Dataset records
_ _ _ _ _ _ _

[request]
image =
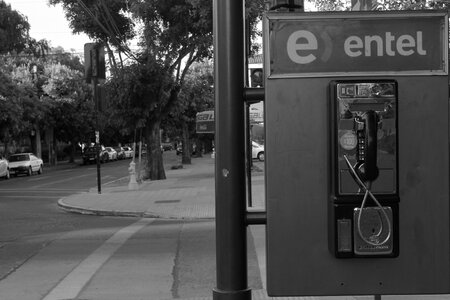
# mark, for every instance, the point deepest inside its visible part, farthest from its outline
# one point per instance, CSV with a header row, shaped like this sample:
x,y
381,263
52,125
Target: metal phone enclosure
x,y
366,92
350,100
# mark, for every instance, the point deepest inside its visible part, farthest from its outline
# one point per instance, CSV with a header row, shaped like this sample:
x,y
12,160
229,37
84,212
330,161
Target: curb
x,y
98,212
112,213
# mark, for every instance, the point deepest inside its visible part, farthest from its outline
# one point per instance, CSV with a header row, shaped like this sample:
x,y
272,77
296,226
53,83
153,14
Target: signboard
x,y
205,122
358,43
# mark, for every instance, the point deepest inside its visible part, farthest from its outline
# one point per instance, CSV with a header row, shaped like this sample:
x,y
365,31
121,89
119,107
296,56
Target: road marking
x,y
71,286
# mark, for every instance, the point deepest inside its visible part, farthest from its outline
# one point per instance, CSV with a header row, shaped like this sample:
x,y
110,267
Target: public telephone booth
x,y
358,202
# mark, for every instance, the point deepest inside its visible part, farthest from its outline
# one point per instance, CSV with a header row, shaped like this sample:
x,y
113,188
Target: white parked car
x,y
257,151
25,163
4,168
129,153
112,154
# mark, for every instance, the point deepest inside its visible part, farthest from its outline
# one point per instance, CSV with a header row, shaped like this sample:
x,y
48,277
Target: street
x,y
46,253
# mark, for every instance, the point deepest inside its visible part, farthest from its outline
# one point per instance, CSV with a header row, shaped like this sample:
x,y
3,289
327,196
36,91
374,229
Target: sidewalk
x,y
187,193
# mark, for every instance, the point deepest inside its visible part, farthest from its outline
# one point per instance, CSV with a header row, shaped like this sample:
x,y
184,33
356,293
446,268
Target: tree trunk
x,y
186,155
154,169
72,151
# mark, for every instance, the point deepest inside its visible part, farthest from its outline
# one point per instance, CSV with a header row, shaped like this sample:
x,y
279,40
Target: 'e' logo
x,y
301,40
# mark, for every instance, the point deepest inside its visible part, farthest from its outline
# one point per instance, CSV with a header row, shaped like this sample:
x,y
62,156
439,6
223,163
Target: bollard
x,y
132,185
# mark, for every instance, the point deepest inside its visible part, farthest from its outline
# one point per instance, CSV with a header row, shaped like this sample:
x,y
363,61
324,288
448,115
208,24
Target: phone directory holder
x,y
363,212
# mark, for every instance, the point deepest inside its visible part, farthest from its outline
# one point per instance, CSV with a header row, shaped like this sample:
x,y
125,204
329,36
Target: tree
x,y
14,29
106,21
196,95
175,34
72,111
11,111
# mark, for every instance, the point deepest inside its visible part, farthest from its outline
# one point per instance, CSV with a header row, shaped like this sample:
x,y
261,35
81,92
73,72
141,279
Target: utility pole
x,y
231,231
94,64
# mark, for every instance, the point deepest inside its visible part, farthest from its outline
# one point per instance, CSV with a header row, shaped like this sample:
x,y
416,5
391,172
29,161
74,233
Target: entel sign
x,y
354,46
377,43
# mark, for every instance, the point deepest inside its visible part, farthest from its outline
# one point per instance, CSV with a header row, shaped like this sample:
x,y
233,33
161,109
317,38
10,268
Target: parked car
x,y
90,155
166,146
257,151
129,153
112,154
25,163
4,168
120,152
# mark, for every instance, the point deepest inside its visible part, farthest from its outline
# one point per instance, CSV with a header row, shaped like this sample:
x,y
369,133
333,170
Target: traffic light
x,y
256,77
94,61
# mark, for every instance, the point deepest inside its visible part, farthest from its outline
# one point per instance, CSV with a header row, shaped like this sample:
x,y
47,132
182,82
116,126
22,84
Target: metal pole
x,y
249,154
231,235
97,138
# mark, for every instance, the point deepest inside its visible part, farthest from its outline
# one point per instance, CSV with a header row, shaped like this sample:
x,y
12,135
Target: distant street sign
x,y
205,122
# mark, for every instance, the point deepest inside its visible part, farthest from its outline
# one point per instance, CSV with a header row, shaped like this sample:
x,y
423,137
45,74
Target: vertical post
x,y
231,235
249,159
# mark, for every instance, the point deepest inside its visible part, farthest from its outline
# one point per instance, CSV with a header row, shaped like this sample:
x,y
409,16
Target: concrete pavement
x,y
187,193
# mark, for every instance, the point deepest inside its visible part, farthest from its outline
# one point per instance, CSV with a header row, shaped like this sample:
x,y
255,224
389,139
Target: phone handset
x,y
366,130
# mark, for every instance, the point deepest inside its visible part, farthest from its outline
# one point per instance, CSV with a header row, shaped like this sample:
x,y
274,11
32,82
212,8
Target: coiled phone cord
x,y
368,193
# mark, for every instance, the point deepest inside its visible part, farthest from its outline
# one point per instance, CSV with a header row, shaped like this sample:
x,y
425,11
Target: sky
x,y
49,22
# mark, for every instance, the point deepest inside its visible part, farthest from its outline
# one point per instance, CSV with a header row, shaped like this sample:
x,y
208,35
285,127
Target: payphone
x,y
363,213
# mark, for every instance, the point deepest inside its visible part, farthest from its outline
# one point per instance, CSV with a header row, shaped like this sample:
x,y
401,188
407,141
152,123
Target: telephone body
x,y
363,210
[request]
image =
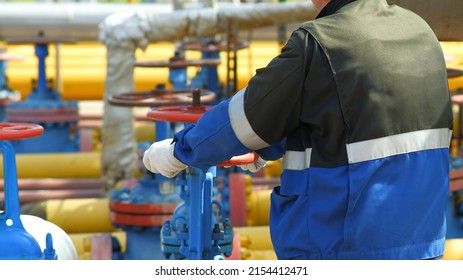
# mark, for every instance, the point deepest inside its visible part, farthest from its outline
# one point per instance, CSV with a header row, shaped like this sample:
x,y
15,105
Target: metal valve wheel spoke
x,y
160,97
15,131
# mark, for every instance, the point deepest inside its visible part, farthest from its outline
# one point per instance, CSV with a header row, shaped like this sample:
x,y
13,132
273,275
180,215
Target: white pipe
x,y
124,32
69,20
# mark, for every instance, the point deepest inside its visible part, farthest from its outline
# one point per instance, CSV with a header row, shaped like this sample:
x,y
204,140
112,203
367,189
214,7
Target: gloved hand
x,y
159,158
255,166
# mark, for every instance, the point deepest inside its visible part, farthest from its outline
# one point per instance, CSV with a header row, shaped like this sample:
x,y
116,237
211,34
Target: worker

_ _ _ _ _ _ _

**Task goal**
Retype each record exactly as it appears above and drop the images.

**Answer for the task**
[request]
image =
# mark, for every instance, the point deepest inside its visible part, farthest from its outline
# one point per instance, CSV with a header row, shaped like this sample:
x,y
381,263
52,125
Target: metal phone enclosure
x,y
366,92
350,100
# mark, for every instance, the point deepest inside its visible part, farthest from its outline
# one point per instance, CSV with a header row, shaped like this sample:
x,y
12,160
229,37
84,212
330,161
Target: curb
x,y
98,212
112,213
# mark, for every instance, the point deepest inside its visible part, farthest from its outline
# one point per instance, CSV with a header row, shaped like this sample:
x,y
272,77
296,226
53,83
153,14
Target: signboard
x,y
205,122
358,43
# mark, for every instance, the point deepest inside its visible part, farthest from its outline
# one point per instance, CSV with a header row, shaped like this sample:
x,y
365,31
121,89
119,107
296,56
Target: road marking
x,y
71,286
# mark, for every instance, the point deepest inside its visible part, farthest from its outline
# one point per instance, CSV with a header row, shaped like this sample:
x,y
110,267
Target: public telephone booth
x,y
358,202
# mark, for every instance, the point deepest inside its visible part, farthest from its outline
# one point per instance, CSV with a header row, shaped like this sample:
x,y
113,188
Target: white parked car
x,y
257,151
25,163
4,168
129,153
112,154
# mark, for every instance, the point deepest inside its visible part, farthest from its outline
# one point per instance, CSV with a header row, shaped like this sample:
x,y
48,277
Target: street
x,y
46,253
# mark, for every instance, the point deepest inside its visible part, farthest from its outline
# one point per instance, CSV with a header row, shaped like this sample:
x,y
3,289
327,196
36,91
374,229
Target: sidewalk
x,y
187,193
# mark, for every instance, the point deepest inside its visible part, farthest from its outline
# one point per instance, CSV with a header row, shaped like this sample:
x,y
184,33
356,293
446,268
Target: tree trunk
x,y
186,155
154,169
72,151
# mark, for every instance, the point deepest inside its visible part, farthest from its outline
# one point per instance, CSV with a header row, shaped like this sample:
x,y
279,40
Target: 'e' logo
x,y
301,40
# mark, for every instance, the point deepest inside its visible part, farthest from its outline
# one point per instance, CSV with a header row, shaped like this sample:
x,y
62,156
439,6
223,163
Target: bollard
x,y
132,185
# mark, for every instance, the point deepest inside its visible part, farthest from its outline
# one point per instance, CSV with a header row, shaped like this sample:
x,y
363,61
324,288
448,115
208,24
Target: phone directory holder
x,y
363,212
# mark, for every instance, the point deepest inside its visible part, farthest from its outline
# one point per instance, CSV with a header row, shaped like this sample:
x,y
125,204
329,36
Target: tree
x,y
14,29
106,21
196,95
175,34
72,111
11,111
# mark, for every instance, the point deepest inside its visible part, farthest from its outline
# one point per instance, CSV with a header row, shaped like this sample:
x,y
261,35
81,92
73,72
141,279
Target: utility pole
x,y
231,231
94,64
# mark, for every instance, the point deepest inside its visible part, farthest from its outline
# one point per instance, CSV with a header row, shaped like this sample:
x,y
416,5
391,172
29,161
74,233
Target: entel sign
x,y
354,46
377,43
# mark, for every instance, the point deepest inside its visible part, farthest from its outline
# one point per instance, CSV with a header row, shaped like this sample:
x,y
233,33
161,109
317,38
10,268
Target: parked car
x,y
90,155
166,146
257,151
129,153
112,154
25,163
4,168
120,152
# mark, for every instance, the point deepest inside its visible part, farthest from its outline
# one point per instance, CSV with a header row, shaped like this sample:
x,y
369,133
333,170
Target: traffic light
x,y
256,77
94,61
# mark, for every instance, the point deepest inside its visible part, farthest from its outline
# one point per instance, CSV with a header row, shaped like this sample:
x,y
47,132
182,82
116,126
22,84
Target: metal pole
x,y
249,154
231,235
97,138
# mark, for every instance, the point deepest inside its visible part, farthest from its outline
# one point per instance, CSV with a header row, shaped like this sample:
x,y
12,135
Target: distant street sign
x,y
205,122
# mark, for every instance, the point deepest inside its visible part, farthest from its outline
# one point per instance, CSV with a header row, shaped like this sample:
x,y
423,137
45,74
Target: vertical post
x,y
231,235
249,159
# mark, for every instance, the point deepest inside its visible part, farthest from its outline
# one point per instance, CSV with a header row, shaped like this sample:
x,y
409,16
Target: concrete pavement
x,y
187,193
# mark, for every instance, the point deepest inside its visible part, farthest from its outline
# one point per instance, CSV with a header row, shaped like this sample:
x,y
255,224
389,139
Target: phone handset
x,y
366,130
# mark, for every instance, the point deepest inside its visible part, farthest from its outline
# one point per instance, CSV with a header row, shaped like this sample:
x,y
274,11
32,82
212,8
Target: coiled phone cord
x,y
368,193
# mark, for every instance, the point deepest inside its visible part, farthest from its outline
# one point per instance, CSV with a header row, shaped like this sample:
x,y
425,11
Target: sky
x,y
49,22
# mark, for every instance, the point deepest inside its visible part, farthest from its outline
# one point per instance, CSV with a header row, shaped like this sample:
x,y
208,35
285,127
Target: payphone
x,y
363,213
# mark, for every instance, the point deepest inside its visible part, farthest from its outline
# one point per instance, CSV with a header row, shaped like this sample:
x,y
401,188
407,141
152,123
Target: telephone body
x,y
363,210
[request]
image =
# mark, for every instance, the point deepest inside its visible part, farthest from its outline
# one point per instance, CSV with a header row, shaped like this sample:
x,y
15,105
Target: metal valve wheel spoke
x,y
160,97
15,131
# mark, for every instance, the point deepest inside its visible part, farthest from its outline
# one point per instance, CSV with a header row, shaped like this sample:
x,y
13,132
273,275
180,215
Target: white pipe
x,y
124,32
69,20
# mark, for every instance, the point deepest inside its visible part, farthest from its outline
# one point per instance, CSV with a header row, shaped like this sample:
x,y
204,140
112,203
367,189
214,7
Target: gloved hand
x,y
159,158
255,166
# mark, for every instance, the point deepest inside its visible part, farthest from its outline
# one point per instance, CSV with a header row, shaped like this sample:
x,y
116,237
211,34
Target: worker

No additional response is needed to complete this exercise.